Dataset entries
# # # # # # #

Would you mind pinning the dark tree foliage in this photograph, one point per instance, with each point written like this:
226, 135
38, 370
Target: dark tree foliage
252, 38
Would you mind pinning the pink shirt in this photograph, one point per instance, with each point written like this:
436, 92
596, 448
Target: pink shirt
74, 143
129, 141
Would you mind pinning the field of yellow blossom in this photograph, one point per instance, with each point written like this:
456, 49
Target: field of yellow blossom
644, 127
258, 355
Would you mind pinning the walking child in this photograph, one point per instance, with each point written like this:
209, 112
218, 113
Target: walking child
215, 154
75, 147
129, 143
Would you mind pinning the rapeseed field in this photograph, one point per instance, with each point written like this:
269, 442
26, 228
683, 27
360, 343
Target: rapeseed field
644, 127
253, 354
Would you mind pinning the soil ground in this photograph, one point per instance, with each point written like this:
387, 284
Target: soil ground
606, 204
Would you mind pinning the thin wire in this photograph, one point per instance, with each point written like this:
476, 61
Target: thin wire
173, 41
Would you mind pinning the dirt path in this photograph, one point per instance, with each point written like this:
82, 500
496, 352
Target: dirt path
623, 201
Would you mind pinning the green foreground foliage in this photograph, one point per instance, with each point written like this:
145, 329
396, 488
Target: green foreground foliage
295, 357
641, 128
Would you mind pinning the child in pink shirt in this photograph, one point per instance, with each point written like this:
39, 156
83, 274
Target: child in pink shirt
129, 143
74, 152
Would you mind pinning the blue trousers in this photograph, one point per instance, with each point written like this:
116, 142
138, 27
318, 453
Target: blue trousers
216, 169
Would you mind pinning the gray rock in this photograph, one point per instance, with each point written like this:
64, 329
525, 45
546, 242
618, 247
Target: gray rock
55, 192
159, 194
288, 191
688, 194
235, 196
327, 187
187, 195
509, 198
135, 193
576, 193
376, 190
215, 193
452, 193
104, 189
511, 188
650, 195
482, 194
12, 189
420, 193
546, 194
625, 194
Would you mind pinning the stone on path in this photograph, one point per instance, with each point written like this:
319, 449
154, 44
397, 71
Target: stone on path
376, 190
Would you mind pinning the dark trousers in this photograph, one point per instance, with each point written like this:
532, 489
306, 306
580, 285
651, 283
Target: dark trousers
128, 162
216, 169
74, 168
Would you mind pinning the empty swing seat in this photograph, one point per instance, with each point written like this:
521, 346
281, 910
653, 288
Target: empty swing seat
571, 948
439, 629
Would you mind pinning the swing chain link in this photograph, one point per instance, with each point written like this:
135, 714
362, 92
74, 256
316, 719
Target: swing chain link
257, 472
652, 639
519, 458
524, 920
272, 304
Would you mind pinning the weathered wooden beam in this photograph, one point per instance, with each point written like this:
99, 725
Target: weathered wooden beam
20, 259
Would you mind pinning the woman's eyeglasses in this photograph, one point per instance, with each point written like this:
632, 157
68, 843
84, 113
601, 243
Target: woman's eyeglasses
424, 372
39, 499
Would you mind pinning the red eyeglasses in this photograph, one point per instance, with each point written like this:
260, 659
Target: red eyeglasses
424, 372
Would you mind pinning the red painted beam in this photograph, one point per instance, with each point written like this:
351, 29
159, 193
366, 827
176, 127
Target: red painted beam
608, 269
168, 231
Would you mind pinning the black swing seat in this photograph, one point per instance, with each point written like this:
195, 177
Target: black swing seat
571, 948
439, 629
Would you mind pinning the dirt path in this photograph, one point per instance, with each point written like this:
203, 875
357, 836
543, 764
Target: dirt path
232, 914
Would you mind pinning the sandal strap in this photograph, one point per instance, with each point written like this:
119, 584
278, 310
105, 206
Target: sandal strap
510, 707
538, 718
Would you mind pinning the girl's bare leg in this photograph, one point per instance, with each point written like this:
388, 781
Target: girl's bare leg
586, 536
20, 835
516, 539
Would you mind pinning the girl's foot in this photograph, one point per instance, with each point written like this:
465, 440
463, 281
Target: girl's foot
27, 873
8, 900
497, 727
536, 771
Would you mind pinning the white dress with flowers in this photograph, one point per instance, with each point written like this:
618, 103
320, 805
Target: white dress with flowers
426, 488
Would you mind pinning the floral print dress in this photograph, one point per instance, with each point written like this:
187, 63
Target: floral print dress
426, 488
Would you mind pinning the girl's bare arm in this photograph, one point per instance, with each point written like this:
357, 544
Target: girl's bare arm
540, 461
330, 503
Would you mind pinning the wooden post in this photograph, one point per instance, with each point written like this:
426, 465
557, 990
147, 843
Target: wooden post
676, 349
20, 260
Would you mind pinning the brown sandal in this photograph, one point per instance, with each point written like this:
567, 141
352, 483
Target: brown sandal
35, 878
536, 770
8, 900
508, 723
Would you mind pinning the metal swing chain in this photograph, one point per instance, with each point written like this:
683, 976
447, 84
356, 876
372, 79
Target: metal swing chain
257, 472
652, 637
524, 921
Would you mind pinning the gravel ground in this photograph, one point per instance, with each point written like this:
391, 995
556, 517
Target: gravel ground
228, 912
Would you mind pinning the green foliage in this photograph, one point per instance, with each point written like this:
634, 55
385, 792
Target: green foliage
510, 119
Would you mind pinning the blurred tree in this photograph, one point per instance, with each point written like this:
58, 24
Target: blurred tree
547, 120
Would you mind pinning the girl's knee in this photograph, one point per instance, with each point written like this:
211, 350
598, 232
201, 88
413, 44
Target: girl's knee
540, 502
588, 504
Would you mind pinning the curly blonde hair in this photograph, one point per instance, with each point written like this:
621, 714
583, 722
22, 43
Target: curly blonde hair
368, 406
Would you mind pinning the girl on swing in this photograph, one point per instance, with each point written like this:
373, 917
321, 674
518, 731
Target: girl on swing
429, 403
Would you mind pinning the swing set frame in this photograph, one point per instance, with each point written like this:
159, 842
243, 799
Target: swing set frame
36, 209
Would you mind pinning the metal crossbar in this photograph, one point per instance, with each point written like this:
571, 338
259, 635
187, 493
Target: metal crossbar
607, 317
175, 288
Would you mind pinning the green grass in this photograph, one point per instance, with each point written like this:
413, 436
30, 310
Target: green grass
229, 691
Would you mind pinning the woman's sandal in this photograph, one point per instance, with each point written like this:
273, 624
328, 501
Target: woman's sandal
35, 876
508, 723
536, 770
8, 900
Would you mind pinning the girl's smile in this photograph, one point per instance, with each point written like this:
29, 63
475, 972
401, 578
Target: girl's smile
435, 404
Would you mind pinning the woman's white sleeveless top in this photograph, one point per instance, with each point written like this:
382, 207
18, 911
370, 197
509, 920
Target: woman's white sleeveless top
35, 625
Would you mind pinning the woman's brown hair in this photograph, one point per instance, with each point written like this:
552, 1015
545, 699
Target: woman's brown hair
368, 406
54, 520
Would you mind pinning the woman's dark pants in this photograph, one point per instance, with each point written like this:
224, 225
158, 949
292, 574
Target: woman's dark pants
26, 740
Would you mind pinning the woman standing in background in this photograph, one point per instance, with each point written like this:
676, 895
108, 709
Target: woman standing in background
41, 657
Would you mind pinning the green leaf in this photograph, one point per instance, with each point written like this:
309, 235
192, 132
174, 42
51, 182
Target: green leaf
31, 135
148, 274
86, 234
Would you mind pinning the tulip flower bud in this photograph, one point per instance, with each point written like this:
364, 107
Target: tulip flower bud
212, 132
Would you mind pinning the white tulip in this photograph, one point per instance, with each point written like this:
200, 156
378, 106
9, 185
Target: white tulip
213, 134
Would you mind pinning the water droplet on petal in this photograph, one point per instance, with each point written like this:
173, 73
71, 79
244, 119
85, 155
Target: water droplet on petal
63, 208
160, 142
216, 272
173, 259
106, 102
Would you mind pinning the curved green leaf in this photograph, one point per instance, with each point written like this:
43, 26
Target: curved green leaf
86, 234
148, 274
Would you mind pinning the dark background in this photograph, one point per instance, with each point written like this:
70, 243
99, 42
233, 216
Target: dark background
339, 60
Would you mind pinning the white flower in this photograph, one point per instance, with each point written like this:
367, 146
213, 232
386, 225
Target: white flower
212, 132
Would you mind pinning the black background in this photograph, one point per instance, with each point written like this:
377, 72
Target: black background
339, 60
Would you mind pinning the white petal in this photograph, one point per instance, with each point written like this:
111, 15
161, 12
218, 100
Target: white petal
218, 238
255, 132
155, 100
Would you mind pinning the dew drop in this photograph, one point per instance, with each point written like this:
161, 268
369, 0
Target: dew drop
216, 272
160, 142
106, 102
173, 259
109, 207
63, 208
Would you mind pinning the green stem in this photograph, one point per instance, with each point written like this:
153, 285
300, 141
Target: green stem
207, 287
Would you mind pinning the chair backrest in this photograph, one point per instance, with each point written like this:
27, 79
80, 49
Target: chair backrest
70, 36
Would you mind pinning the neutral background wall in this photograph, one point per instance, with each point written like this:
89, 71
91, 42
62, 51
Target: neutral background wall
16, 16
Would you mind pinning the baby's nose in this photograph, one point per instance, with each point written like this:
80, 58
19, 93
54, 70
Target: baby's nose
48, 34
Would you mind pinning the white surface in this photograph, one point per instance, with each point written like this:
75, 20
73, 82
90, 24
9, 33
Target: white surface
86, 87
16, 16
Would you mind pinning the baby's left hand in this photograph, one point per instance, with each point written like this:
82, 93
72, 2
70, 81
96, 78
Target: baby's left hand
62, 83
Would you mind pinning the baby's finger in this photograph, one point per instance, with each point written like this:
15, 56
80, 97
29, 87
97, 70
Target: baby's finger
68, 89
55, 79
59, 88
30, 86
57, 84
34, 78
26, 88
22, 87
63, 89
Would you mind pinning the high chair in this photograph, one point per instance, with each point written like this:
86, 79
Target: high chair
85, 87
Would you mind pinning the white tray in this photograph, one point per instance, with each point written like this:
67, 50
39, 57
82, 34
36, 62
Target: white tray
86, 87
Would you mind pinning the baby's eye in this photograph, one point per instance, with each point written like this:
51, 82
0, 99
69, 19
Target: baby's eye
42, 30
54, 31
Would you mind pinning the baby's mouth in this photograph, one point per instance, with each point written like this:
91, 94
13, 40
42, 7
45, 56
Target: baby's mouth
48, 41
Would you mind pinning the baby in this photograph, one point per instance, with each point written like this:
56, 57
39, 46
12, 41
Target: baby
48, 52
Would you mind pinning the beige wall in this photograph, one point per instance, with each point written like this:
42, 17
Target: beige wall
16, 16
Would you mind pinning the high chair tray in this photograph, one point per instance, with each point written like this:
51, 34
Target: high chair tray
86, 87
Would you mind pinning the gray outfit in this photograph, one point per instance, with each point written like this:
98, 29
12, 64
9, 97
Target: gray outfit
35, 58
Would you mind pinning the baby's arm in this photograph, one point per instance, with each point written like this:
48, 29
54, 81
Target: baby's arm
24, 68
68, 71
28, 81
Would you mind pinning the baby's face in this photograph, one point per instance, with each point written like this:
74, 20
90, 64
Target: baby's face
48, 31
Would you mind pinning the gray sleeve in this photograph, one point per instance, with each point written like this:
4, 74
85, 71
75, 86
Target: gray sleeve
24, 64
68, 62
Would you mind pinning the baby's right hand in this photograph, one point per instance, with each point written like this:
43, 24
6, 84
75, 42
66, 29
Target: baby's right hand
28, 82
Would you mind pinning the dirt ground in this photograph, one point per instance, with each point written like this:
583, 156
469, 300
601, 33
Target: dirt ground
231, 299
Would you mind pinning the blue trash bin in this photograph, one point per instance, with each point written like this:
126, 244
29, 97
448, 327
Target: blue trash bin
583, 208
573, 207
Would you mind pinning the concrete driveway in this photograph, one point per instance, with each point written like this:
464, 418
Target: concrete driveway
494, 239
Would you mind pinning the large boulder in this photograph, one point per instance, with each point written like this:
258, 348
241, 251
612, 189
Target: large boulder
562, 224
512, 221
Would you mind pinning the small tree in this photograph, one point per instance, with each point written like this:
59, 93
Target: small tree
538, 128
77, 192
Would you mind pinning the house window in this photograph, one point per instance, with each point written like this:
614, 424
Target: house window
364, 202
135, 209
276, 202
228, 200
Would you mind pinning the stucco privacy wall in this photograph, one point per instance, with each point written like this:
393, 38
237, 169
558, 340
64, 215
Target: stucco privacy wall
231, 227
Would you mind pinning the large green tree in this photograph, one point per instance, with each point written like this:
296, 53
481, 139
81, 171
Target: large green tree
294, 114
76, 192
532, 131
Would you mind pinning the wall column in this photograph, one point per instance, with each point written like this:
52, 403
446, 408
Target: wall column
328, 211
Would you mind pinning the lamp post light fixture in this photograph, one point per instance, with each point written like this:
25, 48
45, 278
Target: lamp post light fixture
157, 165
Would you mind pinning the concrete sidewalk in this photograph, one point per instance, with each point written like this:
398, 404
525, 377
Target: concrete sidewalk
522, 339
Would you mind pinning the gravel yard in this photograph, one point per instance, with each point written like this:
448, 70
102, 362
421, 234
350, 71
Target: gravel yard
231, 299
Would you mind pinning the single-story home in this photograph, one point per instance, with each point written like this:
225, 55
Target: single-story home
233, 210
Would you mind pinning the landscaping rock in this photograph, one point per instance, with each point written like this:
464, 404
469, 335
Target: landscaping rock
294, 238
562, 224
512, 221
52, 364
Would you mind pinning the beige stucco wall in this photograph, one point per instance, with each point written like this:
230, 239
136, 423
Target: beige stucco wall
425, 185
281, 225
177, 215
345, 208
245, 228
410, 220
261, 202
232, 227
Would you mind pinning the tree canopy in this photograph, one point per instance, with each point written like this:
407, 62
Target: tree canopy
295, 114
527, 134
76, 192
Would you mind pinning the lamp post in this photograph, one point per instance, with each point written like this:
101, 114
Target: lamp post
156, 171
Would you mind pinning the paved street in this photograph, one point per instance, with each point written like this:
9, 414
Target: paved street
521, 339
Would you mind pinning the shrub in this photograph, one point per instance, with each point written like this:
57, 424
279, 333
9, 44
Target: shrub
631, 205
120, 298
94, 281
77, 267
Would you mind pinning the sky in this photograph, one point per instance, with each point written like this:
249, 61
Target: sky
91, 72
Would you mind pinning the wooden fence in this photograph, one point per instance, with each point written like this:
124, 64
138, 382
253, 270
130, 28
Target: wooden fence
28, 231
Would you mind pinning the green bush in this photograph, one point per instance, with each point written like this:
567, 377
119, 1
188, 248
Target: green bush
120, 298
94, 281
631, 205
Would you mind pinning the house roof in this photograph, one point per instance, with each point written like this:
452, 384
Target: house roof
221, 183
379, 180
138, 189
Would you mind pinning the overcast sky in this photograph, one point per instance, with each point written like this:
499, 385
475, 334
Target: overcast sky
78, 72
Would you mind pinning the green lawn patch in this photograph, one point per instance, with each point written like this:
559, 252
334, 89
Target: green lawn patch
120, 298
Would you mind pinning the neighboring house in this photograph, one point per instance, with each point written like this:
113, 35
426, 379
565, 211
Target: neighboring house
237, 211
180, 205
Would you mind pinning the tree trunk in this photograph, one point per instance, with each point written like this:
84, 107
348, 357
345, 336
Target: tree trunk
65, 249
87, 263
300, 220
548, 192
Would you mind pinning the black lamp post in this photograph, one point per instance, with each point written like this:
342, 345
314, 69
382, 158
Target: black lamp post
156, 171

# # # # # # #

## WHAT TO DO
Your answer should consist solely of the lines above from the line with "Would you mind pinning the stone" to the line with "Would you mind pinning the swing chain", both included, reproduced exactly.

## OUTPUT BELOW
Would you mind pinning the stone on path in this photograph, one point per instance, with each point written like this:
319, 449
154, 44
397, 71
Target: stone on path
376, 190
Would you mind pinning the dark trousers in this photograph, one point per instance, with each point written like this:
532, 489
306, 306
580, 285
651, 283
Target: dark trousers
128, 162
216, 169
74, 168
Would you mind pinning the empty swing seat in this photograph, one point per instance, with each point written like this:
521, 346
281, 910
653, 288
Target: empty swing seat
571, 948
439, 629
Would you mind pinning the swing chain link in this photograph, one point per instance, with each point written like this:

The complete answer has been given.